## [TASK DETAILS]
Every line from the one that contains "the green bush" to the last line of the listing below should be quoted verbatim. Pictures are excluded.

[Part of a data file]
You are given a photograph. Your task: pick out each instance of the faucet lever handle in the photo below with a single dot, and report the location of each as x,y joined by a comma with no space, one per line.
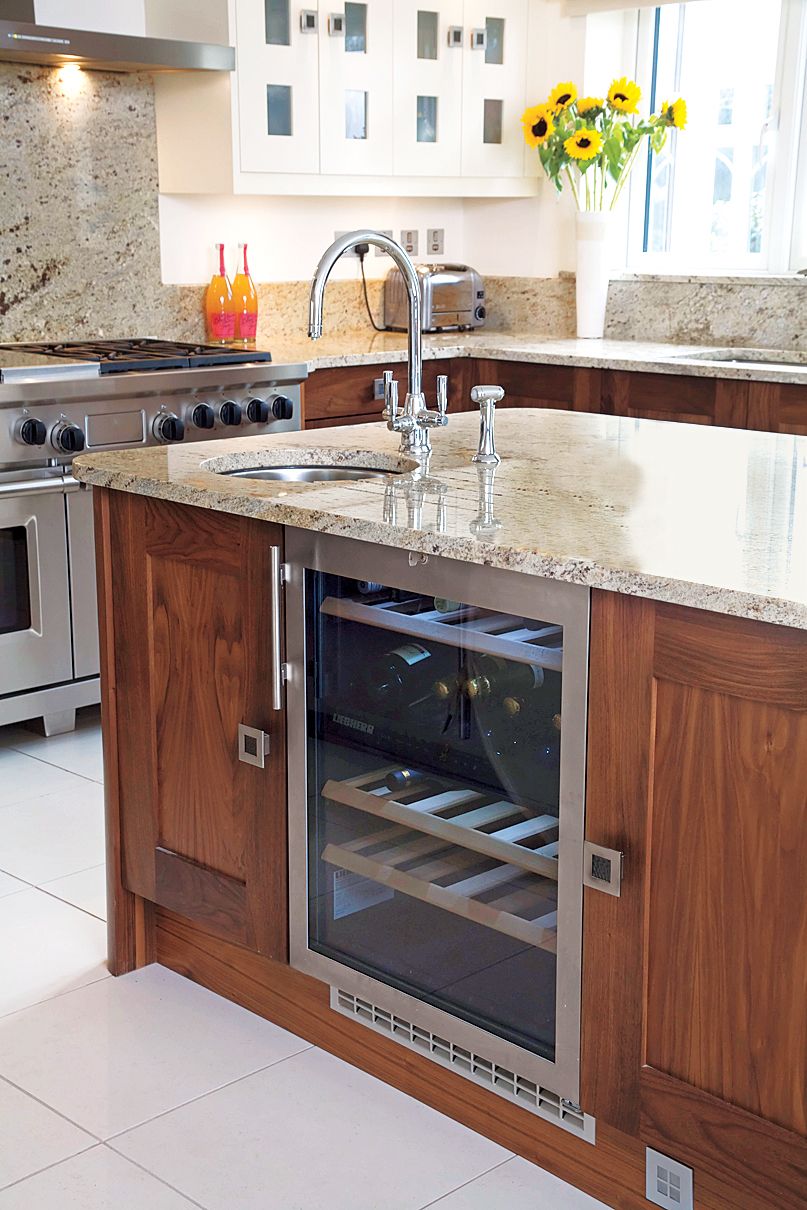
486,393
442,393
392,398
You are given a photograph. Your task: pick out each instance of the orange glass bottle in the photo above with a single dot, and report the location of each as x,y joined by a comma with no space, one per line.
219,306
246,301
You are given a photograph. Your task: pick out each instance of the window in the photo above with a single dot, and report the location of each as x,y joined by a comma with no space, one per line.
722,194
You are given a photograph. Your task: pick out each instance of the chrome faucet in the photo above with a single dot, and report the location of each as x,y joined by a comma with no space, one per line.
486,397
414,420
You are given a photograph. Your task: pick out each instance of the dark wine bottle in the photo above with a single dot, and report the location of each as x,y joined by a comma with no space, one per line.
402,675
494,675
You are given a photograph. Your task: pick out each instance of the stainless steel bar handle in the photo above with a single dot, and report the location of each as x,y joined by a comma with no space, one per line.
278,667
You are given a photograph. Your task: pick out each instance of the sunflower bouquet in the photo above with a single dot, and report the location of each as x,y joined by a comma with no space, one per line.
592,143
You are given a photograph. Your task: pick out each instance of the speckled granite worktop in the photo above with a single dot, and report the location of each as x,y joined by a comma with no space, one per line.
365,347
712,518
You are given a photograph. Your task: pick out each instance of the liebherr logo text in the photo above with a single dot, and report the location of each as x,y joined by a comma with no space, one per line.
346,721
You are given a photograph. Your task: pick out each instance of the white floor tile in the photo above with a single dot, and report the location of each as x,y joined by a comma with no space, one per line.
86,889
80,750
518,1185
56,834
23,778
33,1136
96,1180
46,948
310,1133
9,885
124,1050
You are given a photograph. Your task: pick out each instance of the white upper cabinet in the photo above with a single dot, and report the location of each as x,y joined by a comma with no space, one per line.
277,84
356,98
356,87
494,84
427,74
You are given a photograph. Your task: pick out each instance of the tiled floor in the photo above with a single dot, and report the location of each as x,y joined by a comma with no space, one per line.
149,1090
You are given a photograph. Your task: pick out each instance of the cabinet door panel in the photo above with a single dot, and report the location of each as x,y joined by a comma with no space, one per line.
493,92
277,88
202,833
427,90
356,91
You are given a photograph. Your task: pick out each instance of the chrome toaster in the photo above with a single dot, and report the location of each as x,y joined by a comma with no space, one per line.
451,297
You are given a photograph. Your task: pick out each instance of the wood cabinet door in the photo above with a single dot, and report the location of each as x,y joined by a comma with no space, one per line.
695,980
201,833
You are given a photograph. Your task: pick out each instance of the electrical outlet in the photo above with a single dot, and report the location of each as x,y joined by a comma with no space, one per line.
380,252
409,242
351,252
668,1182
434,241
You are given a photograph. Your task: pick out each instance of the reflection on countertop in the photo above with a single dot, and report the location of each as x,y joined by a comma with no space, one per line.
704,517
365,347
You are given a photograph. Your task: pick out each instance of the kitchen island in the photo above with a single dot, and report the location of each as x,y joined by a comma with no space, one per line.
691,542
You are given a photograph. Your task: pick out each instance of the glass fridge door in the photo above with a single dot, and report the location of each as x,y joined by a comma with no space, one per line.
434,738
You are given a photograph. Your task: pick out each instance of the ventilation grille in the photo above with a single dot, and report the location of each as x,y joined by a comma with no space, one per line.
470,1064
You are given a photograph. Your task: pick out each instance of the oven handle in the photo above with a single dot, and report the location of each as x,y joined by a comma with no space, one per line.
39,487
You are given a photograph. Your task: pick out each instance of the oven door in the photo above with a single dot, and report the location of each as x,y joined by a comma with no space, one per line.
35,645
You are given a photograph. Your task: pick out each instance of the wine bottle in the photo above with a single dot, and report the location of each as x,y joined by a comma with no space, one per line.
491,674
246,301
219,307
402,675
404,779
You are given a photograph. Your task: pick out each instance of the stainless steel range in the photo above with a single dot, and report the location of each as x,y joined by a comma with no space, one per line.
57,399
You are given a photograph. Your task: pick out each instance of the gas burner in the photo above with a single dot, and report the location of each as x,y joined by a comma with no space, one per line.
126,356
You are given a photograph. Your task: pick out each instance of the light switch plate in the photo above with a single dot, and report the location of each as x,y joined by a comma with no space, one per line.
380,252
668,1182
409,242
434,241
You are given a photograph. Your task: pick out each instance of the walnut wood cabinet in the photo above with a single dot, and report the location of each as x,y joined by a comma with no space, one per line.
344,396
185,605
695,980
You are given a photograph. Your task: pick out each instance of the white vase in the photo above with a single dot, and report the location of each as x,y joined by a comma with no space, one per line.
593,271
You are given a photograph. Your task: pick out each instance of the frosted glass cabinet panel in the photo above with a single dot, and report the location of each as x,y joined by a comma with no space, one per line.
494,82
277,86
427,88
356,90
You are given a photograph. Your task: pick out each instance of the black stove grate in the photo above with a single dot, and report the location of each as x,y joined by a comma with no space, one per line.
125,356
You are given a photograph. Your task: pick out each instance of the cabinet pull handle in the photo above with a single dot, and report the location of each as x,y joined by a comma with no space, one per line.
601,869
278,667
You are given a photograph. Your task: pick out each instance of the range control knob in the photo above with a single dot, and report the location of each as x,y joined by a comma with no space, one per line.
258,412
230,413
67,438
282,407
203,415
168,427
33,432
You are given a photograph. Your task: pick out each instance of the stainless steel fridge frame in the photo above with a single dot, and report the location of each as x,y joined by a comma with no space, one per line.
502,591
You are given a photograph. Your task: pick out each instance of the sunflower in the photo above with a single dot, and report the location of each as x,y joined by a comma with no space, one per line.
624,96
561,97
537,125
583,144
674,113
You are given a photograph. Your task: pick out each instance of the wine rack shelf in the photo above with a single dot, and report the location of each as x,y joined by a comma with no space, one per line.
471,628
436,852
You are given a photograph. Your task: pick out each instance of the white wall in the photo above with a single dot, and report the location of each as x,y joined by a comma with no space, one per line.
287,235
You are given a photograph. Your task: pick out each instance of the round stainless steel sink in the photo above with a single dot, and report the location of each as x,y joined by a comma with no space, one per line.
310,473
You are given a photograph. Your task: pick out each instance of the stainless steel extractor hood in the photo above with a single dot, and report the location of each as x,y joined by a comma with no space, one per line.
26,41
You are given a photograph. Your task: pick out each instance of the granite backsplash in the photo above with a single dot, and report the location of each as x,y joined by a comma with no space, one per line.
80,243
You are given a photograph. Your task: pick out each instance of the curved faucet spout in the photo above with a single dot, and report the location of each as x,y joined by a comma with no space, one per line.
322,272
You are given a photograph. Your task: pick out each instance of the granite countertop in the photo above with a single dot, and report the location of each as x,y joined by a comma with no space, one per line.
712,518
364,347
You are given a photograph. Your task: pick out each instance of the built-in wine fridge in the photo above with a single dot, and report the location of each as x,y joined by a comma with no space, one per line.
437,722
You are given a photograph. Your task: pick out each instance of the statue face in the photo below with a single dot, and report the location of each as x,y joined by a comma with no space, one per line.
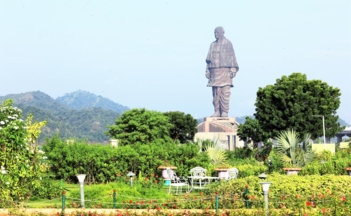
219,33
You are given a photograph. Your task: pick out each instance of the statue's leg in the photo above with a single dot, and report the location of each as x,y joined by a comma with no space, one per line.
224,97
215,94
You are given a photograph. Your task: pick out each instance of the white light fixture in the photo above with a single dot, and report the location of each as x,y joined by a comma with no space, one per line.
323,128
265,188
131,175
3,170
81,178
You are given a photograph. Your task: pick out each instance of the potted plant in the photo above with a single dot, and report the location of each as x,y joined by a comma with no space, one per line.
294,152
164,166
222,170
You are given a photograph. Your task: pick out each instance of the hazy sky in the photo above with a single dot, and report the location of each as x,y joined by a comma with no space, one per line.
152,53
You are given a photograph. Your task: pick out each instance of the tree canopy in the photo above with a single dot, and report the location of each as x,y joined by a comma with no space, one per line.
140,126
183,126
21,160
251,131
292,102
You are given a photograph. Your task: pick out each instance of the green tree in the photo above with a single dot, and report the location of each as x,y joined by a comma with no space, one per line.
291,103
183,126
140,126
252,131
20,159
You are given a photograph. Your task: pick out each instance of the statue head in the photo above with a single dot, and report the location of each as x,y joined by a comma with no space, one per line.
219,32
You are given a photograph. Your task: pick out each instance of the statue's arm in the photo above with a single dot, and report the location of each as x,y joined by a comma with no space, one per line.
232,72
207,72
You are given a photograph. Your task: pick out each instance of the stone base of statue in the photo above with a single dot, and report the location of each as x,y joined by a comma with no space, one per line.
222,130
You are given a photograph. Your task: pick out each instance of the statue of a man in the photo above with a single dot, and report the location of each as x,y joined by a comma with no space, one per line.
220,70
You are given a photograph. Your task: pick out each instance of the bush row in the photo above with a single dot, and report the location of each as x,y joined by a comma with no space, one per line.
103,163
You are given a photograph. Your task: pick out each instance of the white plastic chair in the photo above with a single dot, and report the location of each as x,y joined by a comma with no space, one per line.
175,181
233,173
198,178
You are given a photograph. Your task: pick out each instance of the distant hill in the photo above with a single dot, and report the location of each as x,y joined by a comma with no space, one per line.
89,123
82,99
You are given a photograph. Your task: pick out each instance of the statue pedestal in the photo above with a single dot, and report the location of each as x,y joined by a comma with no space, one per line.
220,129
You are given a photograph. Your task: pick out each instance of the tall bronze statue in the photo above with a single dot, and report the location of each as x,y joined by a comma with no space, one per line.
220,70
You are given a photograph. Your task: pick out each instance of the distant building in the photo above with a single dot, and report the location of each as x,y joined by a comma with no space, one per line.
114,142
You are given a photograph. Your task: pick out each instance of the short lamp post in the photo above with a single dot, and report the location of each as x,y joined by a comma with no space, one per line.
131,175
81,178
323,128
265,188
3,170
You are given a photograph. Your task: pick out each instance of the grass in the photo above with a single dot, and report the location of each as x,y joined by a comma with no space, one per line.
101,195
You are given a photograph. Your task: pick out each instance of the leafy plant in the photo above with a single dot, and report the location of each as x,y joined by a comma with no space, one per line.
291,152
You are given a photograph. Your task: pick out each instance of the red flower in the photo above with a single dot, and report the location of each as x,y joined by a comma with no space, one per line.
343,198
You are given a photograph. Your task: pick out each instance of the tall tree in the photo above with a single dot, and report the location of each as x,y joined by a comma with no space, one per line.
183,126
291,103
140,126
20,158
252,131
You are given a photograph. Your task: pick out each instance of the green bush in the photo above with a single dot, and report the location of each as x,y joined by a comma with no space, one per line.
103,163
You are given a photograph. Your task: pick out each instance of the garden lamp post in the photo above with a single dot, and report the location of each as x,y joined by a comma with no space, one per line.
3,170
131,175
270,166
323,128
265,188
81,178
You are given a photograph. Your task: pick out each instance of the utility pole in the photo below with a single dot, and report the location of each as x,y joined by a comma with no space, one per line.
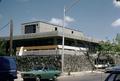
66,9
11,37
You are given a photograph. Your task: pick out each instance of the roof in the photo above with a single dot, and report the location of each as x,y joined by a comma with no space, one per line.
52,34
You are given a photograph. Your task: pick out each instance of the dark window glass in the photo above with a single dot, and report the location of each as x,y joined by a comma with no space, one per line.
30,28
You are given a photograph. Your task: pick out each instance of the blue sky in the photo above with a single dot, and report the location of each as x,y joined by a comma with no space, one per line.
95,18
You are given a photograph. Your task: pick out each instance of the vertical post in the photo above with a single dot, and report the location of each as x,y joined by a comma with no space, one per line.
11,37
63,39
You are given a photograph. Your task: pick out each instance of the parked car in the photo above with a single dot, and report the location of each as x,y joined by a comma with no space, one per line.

## [OUTPUT BELOW]
You are given a photograph. Your task: pick out each instance of the green bush in the photo above with a single dot, and report the location of each as x,y joined by a comma with no space, one per line.
103,163
You are given a photograph. Your task: pick out each instance of the garden lamp post in the photo above with a single dot, and report the location of each as x,y joined by a comma with no space, one per line.
3,170
131,175
270,166
323,128
265,188
81,178
You are given a photograph. Your task: pick out each instance of the utility pole in the photo below with a single dot, and report the location of each as x,y joined by a comma with no space, one per line.
66,9
11,37
You are given a photograph. Your task: pick out each instance of the roof in the photo above with a single dot, and report the location of each as x,y joined by a comma with no space, one per line.
52,34
You are given a photograph. Your task: pick out each instance of the dark window glass in the photo above with a single dot, and report the location of each as x,y joined by a comma with no space, one per line.
30,28
You are given a photograph. Your task: pick out each instance of the blue sky in the photo above with a single dot, and report the location of each as x,y joined by a comma with no space, one per line.
95,18
You are given a photograph. Your task: pick out each instance of the vertical post in the photo above with a single dot, and report the location of each as x,y joined by a comma with no space, one per line.
11,37
63,39
You are given a photograph. Your task: pick out each instance of the parked car in the photo above with a single dot, and report the location of each as x,y joined by a comma with no space, one per line.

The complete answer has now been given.